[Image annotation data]
#####
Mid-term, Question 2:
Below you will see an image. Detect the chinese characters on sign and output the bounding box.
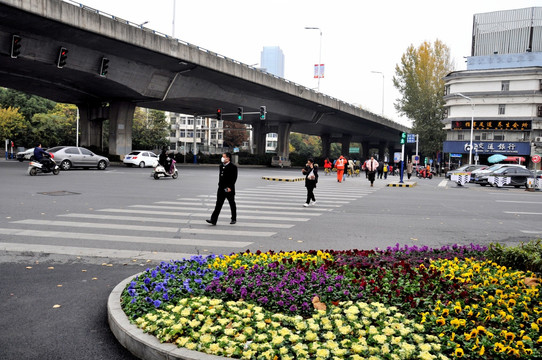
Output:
[452,120,531,131]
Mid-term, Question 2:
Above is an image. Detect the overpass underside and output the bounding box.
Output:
[0,0,407,156]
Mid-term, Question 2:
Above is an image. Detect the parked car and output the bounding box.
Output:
#####
Rewrite all of these lines with "bounding box" swapped for "enclosing rectangle" and everything else unchanged. Omit the pictures.

## [IN RESPONSE]
Mid-term, Question 2:
Below you will see an image. Detect the chinese characters on sign and output the enclosing rectangle.
Output:
[452,120,531,131]
Mid-term, Question 2:
Above is an image. Detect the overpass underside and output the enclosing rectangle.
Output:
[0,0,407,156]
Mid-term, Question 2:
Above is an image. Detect the parked car and output the enclosing rectangle.
Output:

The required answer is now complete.